Render the rows below as a numbered list, from the line holding "Indicate every instance of the pediment" through the final row, inclusive, and leave out blank lines.

Data listing:
______

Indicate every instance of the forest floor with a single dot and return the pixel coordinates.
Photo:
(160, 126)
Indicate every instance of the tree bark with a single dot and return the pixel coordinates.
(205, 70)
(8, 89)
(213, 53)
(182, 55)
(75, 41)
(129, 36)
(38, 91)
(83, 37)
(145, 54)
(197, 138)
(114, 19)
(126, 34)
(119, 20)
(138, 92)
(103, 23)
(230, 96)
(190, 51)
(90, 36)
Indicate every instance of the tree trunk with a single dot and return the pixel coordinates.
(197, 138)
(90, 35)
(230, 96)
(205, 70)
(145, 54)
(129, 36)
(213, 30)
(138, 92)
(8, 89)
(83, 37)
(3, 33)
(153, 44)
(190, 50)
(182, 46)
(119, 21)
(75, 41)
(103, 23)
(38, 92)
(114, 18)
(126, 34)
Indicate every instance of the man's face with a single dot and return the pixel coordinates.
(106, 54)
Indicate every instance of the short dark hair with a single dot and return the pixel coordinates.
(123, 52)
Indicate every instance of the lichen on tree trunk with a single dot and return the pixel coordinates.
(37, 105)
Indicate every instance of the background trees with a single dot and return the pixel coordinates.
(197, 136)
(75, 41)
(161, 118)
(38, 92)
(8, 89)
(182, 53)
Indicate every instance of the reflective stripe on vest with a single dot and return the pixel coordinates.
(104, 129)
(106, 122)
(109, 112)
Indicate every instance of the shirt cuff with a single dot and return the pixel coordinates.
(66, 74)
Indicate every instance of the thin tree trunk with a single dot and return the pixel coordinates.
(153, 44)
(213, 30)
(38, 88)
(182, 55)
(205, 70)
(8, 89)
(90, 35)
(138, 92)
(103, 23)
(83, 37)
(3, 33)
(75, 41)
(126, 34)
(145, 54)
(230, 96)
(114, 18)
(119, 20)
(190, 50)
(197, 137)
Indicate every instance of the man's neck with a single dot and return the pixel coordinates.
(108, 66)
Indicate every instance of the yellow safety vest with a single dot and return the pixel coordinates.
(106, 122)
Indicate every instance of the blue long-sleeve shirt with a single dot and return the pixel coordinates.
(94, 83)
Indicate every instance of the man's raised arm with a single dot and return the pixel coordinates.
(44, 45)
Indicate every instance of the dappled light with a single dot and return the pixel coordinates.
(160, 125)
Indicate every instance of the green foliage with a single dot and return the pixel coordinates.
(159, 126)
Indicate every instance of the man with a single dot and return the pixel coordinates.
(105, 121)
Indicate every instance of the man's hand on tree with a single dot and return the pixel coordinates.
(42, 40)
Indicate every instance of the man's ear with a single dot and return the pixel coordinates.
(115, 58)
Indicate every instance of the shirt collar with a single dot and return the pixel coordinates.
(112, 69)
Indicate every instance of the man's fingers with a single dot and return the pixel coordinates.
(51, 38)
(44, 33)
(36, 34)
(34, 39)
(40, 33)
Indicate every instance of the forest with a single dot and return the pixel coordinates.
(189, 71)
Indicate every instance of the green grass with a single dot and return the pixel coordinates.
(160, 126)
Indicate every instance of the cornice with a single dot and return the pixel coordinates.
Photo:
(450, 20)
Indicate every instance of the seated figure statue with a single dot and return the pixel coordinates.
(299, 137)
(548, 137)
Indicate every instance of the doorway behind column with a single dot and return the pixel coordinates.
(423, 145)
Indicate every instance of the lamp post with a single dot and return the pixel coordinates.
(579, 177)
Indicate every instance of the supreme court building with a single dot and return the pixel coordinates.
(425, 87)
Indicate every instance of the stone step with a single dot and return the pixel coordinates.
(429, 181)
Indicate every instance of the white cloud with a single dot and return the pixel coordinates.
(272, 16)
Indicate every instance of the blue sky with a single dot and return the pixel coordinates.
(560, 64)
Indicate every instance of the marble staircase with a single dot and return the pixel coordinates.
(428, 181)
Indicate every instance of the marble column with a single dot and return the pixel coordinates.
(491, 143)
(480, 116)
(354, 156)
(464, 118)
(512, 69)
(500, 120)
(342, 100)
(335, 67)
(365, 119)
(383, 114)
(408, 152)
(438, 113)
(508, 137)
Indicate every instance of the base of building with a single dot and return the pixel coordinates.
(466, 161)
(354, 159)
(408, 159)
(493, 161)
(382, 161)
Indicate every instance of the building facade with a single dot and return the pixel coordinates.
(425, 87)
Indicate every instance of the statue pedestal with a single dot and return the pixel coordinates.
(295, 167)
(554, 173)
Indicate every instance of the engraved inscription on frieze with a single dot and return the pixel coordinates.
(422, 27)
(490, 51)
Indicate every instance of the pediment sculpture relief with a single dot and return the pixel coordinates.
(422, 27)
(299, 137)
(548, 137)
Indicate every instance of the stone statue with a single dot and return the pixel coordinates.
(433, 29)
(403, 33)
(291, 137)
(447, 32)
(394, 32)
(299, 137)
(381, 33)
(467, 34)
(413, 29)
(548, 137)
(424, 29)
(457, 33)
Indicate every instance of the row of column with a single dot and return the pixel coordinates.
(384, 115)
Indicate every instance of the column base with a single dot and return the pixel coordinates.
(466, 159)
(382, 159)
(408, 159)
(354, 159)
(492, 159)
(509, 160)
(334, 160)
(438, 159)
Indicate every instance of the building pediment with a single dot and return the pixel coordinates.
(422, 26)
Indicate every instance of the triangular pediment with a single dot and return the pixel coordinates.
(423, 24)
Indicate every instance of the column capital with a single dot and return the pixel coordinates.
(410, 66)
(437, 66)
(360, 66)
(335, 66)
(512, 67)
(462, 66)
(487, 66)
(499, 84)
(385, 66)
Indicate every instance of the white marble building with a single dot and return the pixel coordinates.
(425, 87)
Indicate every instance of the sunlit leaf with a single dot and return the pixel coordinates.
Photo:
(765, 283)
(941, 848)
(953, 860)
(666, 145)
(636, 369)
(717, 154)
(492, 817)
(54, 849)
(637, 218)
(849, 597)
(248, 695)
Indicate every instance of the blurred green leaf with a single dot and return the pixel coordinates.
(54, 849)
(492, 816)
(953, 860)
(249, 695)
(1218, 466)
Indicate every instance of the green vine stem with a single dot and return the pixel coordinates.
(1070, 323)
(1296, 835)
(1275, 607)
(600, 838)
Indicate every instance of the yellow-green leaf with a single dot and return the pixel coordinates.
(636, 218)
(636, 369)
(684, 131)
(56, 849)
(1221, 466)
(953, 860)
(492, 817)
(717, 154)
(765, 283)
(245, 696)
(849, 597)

______

EXERCISE ANSWER.
1. Indicate every instance of the pediment sculpture relief with a single dot and return the pixel coordinates.
2. (422, 27)
3. (299, 137)
4. (548, 137)
5. Indicate every instance of the stone statue with a single dot and return the pixel coordinates.
6. (433, 29)
7. (403, 33)
8. (291, 137)
9. (447, 32)
10. (394, 32)
11. (299, 137)
12. (381, 33)
13. (467, 34)
14. (413, 29)
15. (548, 137)
16. (424, 29)
17. (457, 33)
18. Indicate every instance of the row of column with a single dot and return the pixel coordinates.
19. (384, 115)
20. Indicate every instance of the column base with a single dot and return the pixel coordinates.
21. (466, 159)
22. (382, 159)
23. (408, 159)
24. (354, 159)
25. (492, 159)
26. (509, 160)
27. (334, 160)
28. (438, 159)
29. Indicate every instance of the building pediment with a single dot and return the pixel coordinates.
30. (422, 26)
31. Indicate every instance of the triangular pediment with a single dot and return the pixel coordinates.
32. (423, 24)
33. Indicate every instance of the column capital with a single dot and return the pixel coordinates.
34. (410, 66)
35. (437, 66)
36. (360, 66)
37. (335, 66)
38. (512, 67)
39. (462, 66)
40. (487, 66)
41. (499, 84)
42. (385, 66)
43. Indicate every instance of the white marble building with a single dot and return the pixel coordinates.
44. (425, 87)
45. Indicate every instance of the sunlit leaf with a single dot and return the pixel coordinates.
46. Photo:
47. (765, 283)
48. (941, 848)
49. (953, 860)
50. (666, 145)
51. (636, 369)
52. (717, 154)
53. (492, 817)
54. (54, 849)
55. (637, 218)
56. (849, 597)
57. (248, 695)
58. Indicate every instance of the blurred green leaf with a single dot and return the pixel coordinates.
59. (54, 849)
60. (492, 816)
61. (953, 860)
62. (249, 695)
63. (1218, 466)
64. Indicate every instance of the green vine stem with a single dot and return the pixel coordinates.
65. (1070, 323)
66. (1296, 835)
67. (1275, 607)
68. (600, 838)
69. Indicate every instance of the yellow-green leaf with a single dot and return the pixel coordinates.
70. (636, 218)
71. (636, 369)
72. (684, 131)
73. (56, 849)
74. (1221, 466)
75. (953, 860)
76. (492, 817)
77. (717, 154)
78. (765, 283)
79. (245, 696)
80. (849, 597)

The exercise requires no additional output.